[Requirement A] Can you edit the records starting at their first line and ending at the line that contains "box: [30, 19, 60, 40]", replacing "rough mask" with "coarse mask" and leaving everything else unchanged? Omit the pictures from your answer.

[Document passage]
Singleton Design Pattern:
How to Use It In Test Automation

In this article, you will learn about the Singleton pattern and, more importantly, how to apply it in a test automation framework. We will be using Java and Selenium WebDriver for demonstration purposes. However, you may use a different programming language or test automation tool to accomplish the same.

 

I am a Lead Software Developer Engineer in Test (SDET) with over nine years of software testing experience in the e-commerce, engineering, insurance, and workforce intelligence domains. My experience consists of leading teams of varying sizes, and I possess vast experience testing web and mobile applications, APIs, load and performance, and much more. I am also a Selenium Conference speaker, coach, influencer, and blogger on all things software testing. Helping others succeed makes me happy. For this reason, I founded automateNow, and my main goal is to help as many aspiring engineers as possible to make their dreams a reality.
In my spare time, I enjoy running, biking, hiking, and working on cars. As well as adding to my book collection on history, philosophy, religion, finance, and other personal development books.

We will be using Java and Selenium WebDriver for demonstration purposes. However, you may use a different programming language or test automation tool to accomplish the same.

Design patterns history

A team of four computer scientists (Erich Gamma, Richard Helm, Ralph Johnson, and John Vlissides) known as The Gang of Four (GoF) introduced what we now know as software design patterns back in the mid-1990s.

We can use these design patterns to develop reusable object-oriented software.

Moreover, Christopher Alexander, an Austrian-born British-American architect and design theorist, and his colleagues may have been the first to propose the idea of using a pattern language to architect buildings and cities.

What is the Singleton pattern?

I have made a video on this topic, which you can find here.

There are 23 software design patterns, which fall under three categories.

  1. Creational Patterns
  2. Structural Patterns
  3. Behavioral Patterns

The Singleton pattern falls under the Creational Patterns category, and its intent is the following.

Ensure a class only has one instance and provide a global point of access to it.

It should be noted that using the Singleton pattern in combination with other patterns is typical.

The elephant in the room 🐘🏠

If you have made it this far, you are either genuinely interested in learning how to use Singleton in test automation or are laughing hysterically, saying, “why in the world would you want to use Singleton…don’t you know it’s an anti-pattern?!”.

You will hear people say the following things about Singleton:
  • It violates the Dependency Inversion Principle.
  • It violates the Single Responsibility Principle.

[Segmentation mask data]

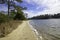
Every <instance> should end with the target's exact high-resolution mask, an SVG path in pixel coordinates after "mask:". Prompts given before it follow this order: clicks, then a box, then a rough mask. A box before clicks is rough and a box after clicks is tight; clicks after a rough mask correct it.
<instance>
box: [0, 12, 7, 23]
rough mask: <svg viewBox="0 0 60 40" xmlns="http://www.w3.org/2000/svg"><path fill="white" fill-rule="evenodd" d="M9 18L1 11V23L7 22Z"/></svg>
mask: <svg viewBox="0 0 60 40" xmlns="http://www.w3.org/2000/svg"><path fill="white" fill-rule="evenodd" d="M7 20H8V16H7V15H5V14H2V13H0V23H3V22H6V21H7Z"/></svg>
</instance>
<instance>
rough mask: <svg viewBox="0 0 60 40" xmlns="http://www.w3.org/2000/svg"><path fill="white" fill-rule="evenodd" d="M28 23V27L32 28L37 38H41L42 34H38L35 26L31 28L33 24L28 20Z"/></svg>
mask: <svg viewBox="0 0 60 40" xmlns="http://www.w3.org/2000/svg"><path fill="white" fill-rule="evenodd" d="M28 24H29V26H30V28H31V29H32V31H33V32H34V33H35V35H36V36H37V40H42V39H43V38H42V36H40V35H39V33H38V31H37V30H36V29H35V28H33V26H32V25H31V24H30V23H29V22H28Z"/></svg>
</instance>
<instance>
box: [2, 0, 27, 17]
mask: <svg viewBox="0 0 60 40" xmlns="http://www.w3.org/2000/svg"><path fill="white" fill-rule="evenodd" d="M3 1H4V2H3ZM3 1H2V3H7V5H8V16H10V11H11V10H10V9H11V8H10V7H13V8H14V11H15V10H17V14H18V13H20V14H23V12H22V10H24V9H26V7H24V8H23V7H21V6H17V5H16V4H15V2H14V1H16V2H19V3H22V2H23V1H22V0H3ZM23 17H24V15H23Z"/></svg>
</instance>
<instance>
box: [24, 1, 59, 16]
mask: <svg viewBox="0 0 60 40" xmlns="http://www.w3.org/2000/svg"><path fill="white" fill-rule="evenodd" d="M25 1H26V2H27V3H28V4H36V5H39V6H38V7H36V9H39V8H42V7H40V6H41V5H43V7H47V8H45V9H43V11H37V12H36V13H35V12H34V11H33V12H30V11H27V10H26V11H25V12H28V14H30V15H32V16H36V15H41V14H56V13H60V0H28V1H27V0H25ZM34 14H35V15H34ZM30 17H31V16H30Z"/></svg>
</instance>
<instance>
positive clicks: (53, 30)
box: [30, 19, 60, 40]
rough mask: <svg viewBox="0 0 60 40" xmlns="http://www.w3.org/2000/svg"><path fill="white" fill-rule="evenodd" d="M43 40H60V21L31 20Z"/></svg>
mask: <svg viewBox="0 0 60 40" xmlns="http://www.w3.org/2000/svg"><path fill="white" fill-rule="evenodd" d="M30 24H31V25H32V26H33V28H35V29H36V30H37V31H38V33H39V36H42V37H43V39H42V40H60V19H41V20H30Z"/></svg>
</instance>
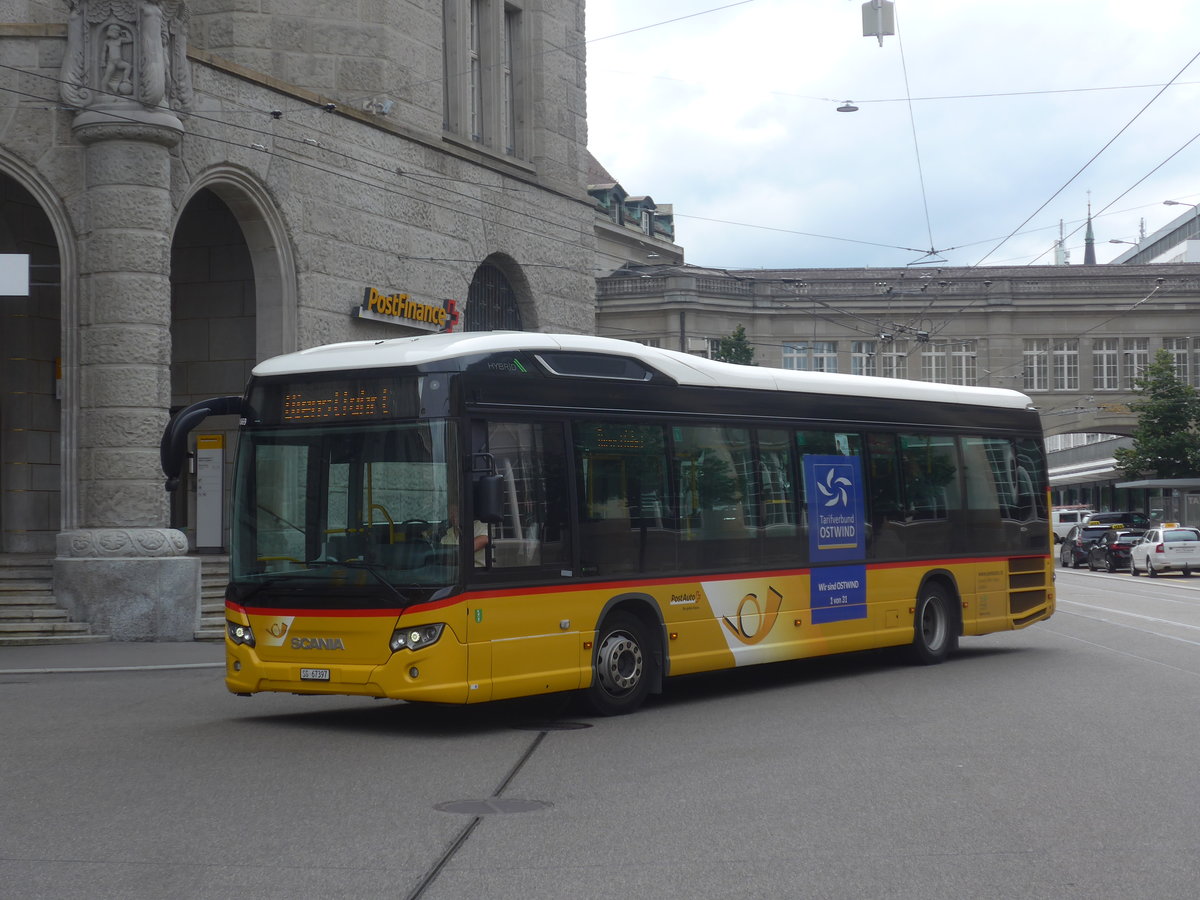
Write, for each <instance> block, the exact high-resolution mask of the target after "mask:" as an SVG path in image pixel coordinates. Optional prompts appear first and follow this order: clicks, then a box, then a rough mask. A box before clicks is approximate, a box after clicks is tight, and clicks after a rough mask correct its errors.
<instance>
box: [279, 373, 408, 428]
mask: <svg viewBox="0 0 1200 900" xmlns="http://www.w3.org/2000/svg"><path fill="white" fill-rule="evenodd" d="M281 400H282V404H281V413H280V421H281V422H287V424H296V422H342V421H359V420H366V419H386V418H390V416H391V415H394V408H395V391H394V390H392V389H391V388H386V386H383V385H378V384H377V385H372V386H356V385H350V384H329V383H325V384H305V385H290V386H289V388H288V389H287V390H284V391H283V394H282V398H281Z"/></svg>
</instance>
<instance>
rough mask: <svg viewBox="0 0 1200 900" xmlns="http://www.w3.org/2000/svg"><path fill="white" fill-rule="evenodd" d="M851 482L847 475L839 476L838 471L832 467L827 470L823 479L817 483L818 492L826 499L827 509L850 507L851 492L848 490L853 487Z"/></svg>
mask: <svg viewBox="0 0 1200 900" xmlns="http://www.w3.org/2000/svg"><path fill="white" fill-rule="evenodd" d="M853 484H854V482H853V481H851V480H850V479H848V478H846V476H845V475H839V474H838V469H836V467H834V466H830V467H829V468H828V469H827V470H826V475H824V478H823V479H820V480H818V481H817V491H818V492H820V493H821V496H822V497H823V498H824V503H823V504H822V505H824V506H826V508H829V506H848V505H850V491H848V490H847V488H850V487H852V486H853Z"/></svg>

[Requirement B] Can you set down the passage from the Singleton pattern article word for word, starting at "The Singleton pattern falls" and ending at "access to it."?

[Written solution A]
Every <instance> should end with the target's exact high-resolution mask, an SVG path in pixel coordinates after "mask:". Prompts given before it follow this order: clicks, then a box, then a coarse mask. A box before clicks is rough and a box after clicks is tight; clicks after a coarse mask correct it.
<instance>
box: [0, 12, 7, 23]
coarse mask: <svg viewBox="0 0 60 40" xmlns="http://www.w3.org/2000/svg"><path fill="white" fill-rule="evenodd" d="M9 18L1 11V23L7 22Z"/></svg>
mask: <svg viewBox="0 0 60 40" xmlns="http://www.w3.org/2000/svg"><path fill="white" fill-rule="evenodd" d="M7 20H8V16H7V15H5V14H2V13H0V23H3V22H6V21H7Z"/></svg>
</instance>
<instance>
coarse mask: <svg viewBox="0 0 60 40" xmlns="http://www.w3.org/2000/svg"><path fill="white" fill-rule="evenodd" d="M28 23V27L32 28L37 38H41L42 34H38L35 26L31 28L33 24L28 20Z"/></svg>
mask: <svg viewBox="0 0 60 40" xmlns="http://www.w3.org/2000/svg"><path fill="white" fill-rule="evenodd" d="M28 24H29V26H30V28H31V29H32V31H33V32H34V33H35V35H36V36H37V40H42V39H43V38H42V36H40V35H39V33H38V31H37V30H36V29H35V28H33V26H32V25H31V24H30V23H29V22H28Z"/></svg>
</instance>
<instance>
box: [2, 0, 27, 17]
mask: <svg viewBox="0 0 60 40" xmlns="http://www.w3.org/2000/svg"><path fill="white" fill-rule="evenodd" d="M3 1H4V2H3ZM3 1H2V3H7V5H8V16H10V11H11V10H10V9H11V8H10V7H13V8H14V11H15V10H17V14H18V13H20V14H23V12H22V10H24V9H26V7H24V8H23V7H21V6H17V5H16V4H15V2H14V1H16V2H19V3H22V2H23V1H22V0H3ZM23 17H24V15H23Z"/></svg>
</instance>
<instance>
box: [24, 1, 59, 16]
mask: <svg viewBox="0 0 60 40" xmlns="http://www.w3.org/2000/svg"><path fill="white" fill-rule="evenodd" d="M25 1H26V2H27V3H28V4H36V5H39V6H38V7H36V9H39V8H42V7H40V6H41V5H43V7H47V8H45V9H43V11H37V12H36V13H35V12H34V11H33V12H30V11H27V10H26V11H25V12H28V14H30V15H32V16H36V15H41V14H56V13H60V0H28V1H27V0H25ZM34 14H35V15H34ZM30 17H31V16H30Z"/></svg>
</instance>
<instance>
positive clicks: (53, 30)
box: [30, 19, 60, 40]

[Written solution B]
The Singleton pattern falls under the Creational Patterns category, and its intent is the following.

Ensure a class only has one instance and provide a global point of access to it.